#### Source passage

By Kumar David –
There has been a flurry of articles, some excellent, others good in the domestic and global Lanka-oriented electronic media regarding the predicament, outlook and recipes for the future of the economy. Names that readily spring to mind are Nimal Sanderatne, W. A. Wijewardena, Sirimal Abeyratne and Ranga Jayasuriya who write regularly, and one-off pieces including Bilesha Weeraratne, Vagisha Gunasekera, Himan Punchihewa, Andrew Sheng and Asif M. Zaman. Most important by far was an interview with Central Bank Governor W. D. Lakshman in the Daily Mirror on 14 May. There are other contributions, too many to mention, about the way forward, economic restructuring, paradigm shifts and reorganisation.
Local writers focus, naturally, on the economic fallout from the lockdown, curfew and disruption and briefly or only in passing mention that the global economic environment will be grim for the next 6, 12, 18, or god knows how many months. Solutions offered in these early days, understandably, are generalities: aggressive, transformational, new-normal, the E-way, systemic change, digital, work-from-home, the gig-economy, prioritise foreign exchange, solve the insoluble (sic!) debt stranglehold etc. Always the external or global economic environment is given only light mention – except Bilesha Weeraratne’s focus on foreign worker remittances which is not quite what I want to touch on in today’s column.

########
#### Dataset rows

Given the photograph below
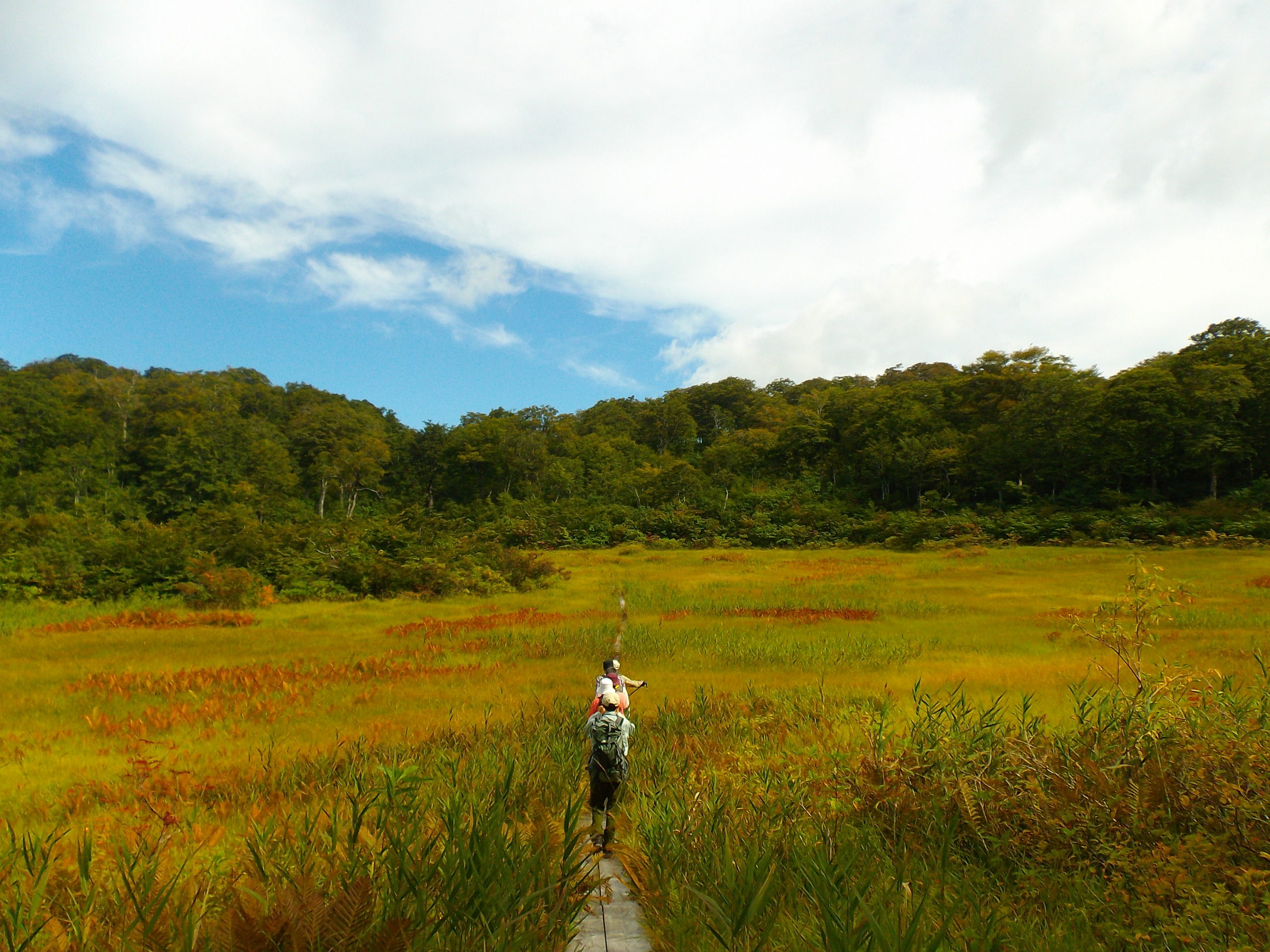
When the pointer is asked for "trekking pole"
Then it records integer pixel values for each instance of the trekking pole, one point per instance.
(622, 626)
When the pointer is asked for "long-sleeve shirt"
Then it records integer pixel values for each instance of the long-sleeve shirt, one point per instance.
(619, 683)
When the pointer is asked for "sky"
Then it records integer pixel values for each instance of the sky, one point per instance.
(450, 207)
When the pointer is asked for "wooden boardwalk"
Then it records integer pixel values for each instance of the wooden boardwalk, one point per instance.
(614, 926)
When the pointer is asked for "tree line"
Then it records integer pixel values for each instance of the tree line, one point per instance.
(114, 480)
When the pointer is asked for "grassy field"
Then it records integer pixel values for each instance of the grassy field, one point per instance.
(169, 739)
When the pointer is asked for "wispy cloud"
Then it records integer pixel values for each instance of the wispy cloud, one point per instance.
(466, 281)
(775, 166)
(600, 373)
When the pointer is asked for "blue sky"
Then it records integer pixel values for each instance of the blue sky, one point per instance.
(444, 207)
(164, 302)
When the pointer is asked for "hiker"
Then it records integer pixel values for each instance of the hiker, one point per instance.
(613, 679)
(609, 731)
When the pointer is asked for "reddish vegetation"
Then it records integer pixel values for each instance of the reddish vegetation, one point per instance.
(155, 619)
(807, 616)
(483, 622)
(1066, 613)
(261, 692)
(259, 678)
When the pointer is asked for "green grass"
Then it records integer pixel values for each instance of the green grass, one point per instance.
(812, 697)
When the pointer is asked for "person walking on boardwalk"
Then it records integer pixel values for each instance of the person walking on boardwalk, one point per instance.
(613, 679)
(609, 731)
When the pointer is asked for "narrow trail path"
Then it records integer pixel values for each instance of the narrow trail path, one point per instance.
(614, 926)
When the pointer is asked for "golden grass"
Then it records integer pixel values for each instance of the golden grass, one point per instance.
(84, 704)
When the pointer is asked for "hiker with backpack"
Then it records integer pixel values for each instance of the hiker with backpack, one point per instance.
(609, 731)
(613, 679)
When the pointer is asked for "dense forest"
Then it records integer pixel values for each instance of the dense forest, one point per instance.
(225, 488)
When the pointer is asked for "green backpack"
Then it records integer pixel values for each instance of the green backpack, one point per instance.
(606, 749)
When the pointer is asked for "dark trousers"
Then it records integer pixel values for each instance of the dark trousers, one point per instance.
(604, 796)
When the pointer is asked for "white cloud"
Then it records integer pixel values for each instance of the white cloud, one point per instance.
(793, 187)
(466, 281)
(600, 373)
(17, 144)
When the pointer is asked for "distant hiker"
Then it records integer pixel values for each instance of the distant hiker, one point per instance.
(613, 679)
(609, 731)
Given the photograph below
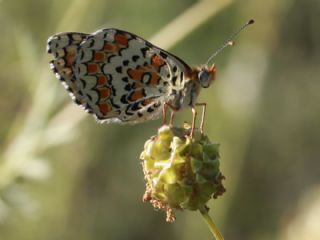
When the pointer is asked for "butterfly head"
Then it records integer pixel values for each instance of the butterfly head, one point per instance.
(206, 75)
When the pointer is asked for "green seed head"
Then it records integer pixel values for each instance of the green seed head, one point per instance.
(181, 172)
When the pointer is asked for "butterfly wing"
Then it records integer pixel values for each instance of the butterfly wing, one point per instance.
(116, 75)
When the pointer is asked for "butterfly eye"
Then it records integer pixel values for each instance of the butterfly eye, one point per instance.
(204, 78)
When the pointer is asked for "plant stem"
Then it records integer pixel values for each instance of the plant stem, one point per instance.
(212, 226)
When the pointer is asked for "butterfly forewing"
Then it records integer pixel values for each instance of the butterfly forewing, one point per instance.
(116, 75)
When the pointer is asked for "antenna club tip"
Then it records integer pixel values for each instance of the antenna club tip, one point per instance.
(251, 21)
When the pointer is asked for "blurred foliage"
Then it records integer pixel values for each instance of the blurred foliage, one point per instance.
(63, 176)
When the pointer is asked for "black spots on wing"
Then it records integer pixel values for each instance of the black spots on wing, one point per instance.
(114, 105)
(128, 87)
(119, 69)
(174, 69)
(150, 110)
(144, 51)
(125, 62)
(163, 55)
(89, 97)
(148, 44)
(110, 57)
(123, 99)
(135, 58)
(125, 79)
(77, 101)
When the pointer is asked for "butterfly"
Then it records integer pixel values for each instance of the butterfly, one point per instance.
(120, 77)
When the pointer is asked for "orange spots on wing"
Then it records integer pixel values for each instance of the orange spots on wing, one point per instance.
(136, 85)
(138, 74)
(99, 56)
(154, 79)
(101, 80)
(136, 95)
(157, 61)
(121, 39)
(135, 74)
(67, 71)
(92, 67)
(108, 47)
(104, 92)
(105, 108)
(147, 102)
(69, 58)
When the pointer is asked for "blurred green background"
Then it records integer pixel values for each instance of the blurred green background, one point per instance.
(63, 176)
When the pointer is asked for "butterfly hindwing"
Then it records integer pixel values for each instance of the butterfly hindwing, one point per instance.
(114, 74)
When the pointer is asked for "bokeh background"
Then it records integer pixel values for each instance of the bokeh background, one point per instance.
(63, 176)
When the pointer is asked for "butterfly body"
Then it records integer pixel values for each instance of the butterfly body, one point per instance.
(120, 77)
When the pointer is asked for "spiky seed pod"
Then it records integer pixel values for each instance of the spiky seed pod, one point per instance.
(181, 172)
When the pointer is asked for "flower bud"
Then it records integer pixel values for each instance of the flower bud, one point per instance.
(181, 172)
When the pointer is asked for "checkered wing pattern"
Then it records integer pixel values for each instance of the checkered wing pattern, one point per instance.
(116, 75)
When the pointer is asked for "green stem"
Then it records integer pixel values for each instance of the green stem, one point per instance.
(212, 226)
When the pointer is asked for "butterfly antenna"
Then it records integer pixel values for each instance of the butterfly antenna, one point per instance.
(229, 41)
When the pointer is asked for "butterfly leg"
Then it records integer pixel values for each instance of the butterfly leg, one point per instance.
(204, 108)
(172, 118)
(194, 116)
(164, 113)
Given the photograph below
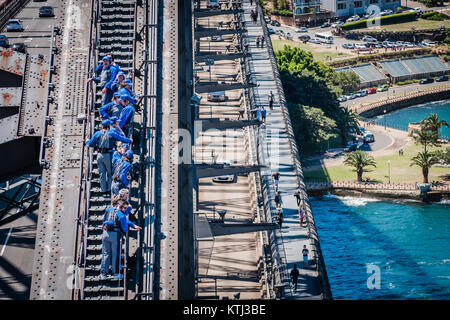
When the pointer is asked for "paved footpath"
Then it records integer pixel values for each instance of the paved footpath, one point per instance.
(292, 237)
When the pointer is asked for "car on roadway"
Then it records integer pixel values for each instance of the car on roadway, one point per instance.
(368, 137)
(304, 38)
(350, 46)
(382, 88)
(302, 29)
(4, 42)
(426, 80)
(315, 40)
(360, 46)
(368, 38)
(216, 38)
(218, 96)
(14, 25)
(46, 11)
(213, 4)
(19, 47)
(275, 23)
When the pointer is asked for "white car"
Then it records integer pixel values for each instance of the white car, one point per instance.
(217, 96)
(302, 29)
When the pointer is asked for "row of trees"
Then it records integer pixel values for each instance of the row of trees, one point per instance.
(426, 136)
(312, 89)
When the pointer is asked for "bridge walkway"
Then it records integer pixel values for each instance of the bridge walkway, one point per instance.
(276, 149)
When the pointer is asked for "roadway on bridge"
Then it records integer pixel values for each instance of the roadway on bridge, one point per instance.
(230, 262)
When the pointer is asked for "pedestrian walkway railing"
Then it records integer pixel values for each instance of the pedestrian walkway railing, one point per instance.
(318, 261)
(325, 185)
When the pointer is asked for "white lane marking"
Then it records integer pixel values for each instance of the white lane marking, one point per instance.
(6, 241)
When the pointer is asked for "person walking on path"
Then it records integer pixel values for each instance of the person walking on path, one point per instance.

########

### Your task
Pick up the column on Sri Lanka's economic outlook, which appears above the records, at the point where it stops, and continue it.

### Written response
My proposition, at least for arguments sake today, is that a global depression, not a mere recession lasting two or three quarters, is looming. It’s not going to be a tsunami or a hurricane, not even Category 5; it’s going to shake the world to its foundations over the next 3-year to 5+ year, if not longer time span. George Friedman has described the difference between the two, better than I can, and here is what he says. I have padded it quite a bit and “improved” it by inserting specific relations to capitalist political-economy.
George Friedman: Recessions and Depressions; The key differences
* Recessions are a painful but necessary part of the capitalist business cycle. They cull weaker businesses and shift capital and labour to better uses. Usually they last for two to four quarters.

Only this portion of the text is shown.